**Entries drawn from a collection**
****
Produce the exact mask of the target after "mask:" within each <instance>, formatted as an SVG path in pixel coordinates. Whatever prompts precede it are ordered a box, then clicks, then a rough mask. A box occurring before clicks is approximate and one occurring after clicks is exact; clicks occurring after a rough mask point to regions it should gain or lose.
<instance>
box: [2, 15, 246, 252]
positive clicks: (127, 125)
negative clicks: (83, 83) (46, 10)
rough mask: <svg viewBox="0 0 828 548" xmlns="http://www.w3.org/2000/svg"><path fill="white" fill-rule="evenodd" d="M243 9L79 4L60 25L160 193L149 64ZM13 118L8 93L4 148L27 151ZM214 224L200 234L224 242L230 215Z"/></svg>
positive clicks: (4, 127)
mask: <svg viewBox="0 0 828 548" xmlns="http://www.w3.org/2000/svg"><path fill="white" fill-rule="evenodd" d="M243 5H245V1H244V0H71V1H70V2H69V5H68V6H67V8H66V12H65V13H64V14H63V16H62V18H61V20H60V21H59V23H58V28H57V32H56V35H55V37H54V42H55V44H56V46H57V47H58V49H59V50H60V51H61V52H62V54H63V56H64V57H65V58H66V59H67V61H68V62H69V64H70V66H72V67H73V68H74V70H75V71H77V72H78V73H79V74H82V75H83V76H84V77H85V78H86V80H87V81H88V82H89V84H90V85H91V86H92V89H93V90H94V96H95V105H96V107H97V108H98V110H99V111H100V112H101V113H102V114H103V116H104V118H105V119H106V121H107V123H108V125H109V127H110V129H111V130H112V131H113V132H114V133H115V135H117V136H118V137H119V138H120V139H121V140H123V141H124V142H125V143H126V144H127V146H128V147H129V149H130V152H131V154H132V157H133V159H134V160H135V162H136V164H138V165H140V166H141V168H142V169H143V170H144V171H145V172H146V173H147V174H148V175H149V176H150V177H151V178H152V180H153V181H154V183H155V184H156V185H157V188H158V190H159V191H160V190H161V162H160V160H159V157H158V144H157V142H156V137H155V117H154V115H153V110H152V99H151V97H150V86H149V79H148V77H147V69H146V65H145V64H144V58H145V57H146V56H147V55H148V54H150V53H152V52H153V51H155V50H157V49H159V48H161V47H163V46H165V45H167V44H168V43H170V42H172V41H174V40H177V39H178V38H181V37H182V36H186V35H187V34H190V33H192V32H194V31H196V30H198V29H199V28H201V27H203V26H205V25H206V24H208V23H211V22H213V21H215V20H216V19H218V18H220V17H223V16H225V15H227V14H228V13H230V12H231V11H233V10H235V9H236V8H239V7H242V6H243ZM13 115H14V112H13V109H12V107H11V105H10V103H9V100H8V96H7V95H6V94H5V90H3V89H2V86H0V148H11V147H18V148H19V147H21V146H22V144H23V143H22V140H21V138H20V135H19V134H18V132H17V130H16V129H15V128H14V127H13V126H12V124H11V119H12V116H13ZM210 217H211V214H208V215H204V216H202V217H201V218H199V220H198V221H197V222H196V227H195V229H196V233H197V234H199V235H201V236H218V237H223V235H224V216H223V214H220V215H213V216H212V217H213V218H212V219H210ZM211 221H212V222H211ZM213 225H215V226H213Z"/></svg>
****
**Directions**
Report every line of the records that contains the string "positive", copying each line in full. Case counts.

**Answer for the task**
positive clicks: (127, 125)
positive clicks: (4, 127)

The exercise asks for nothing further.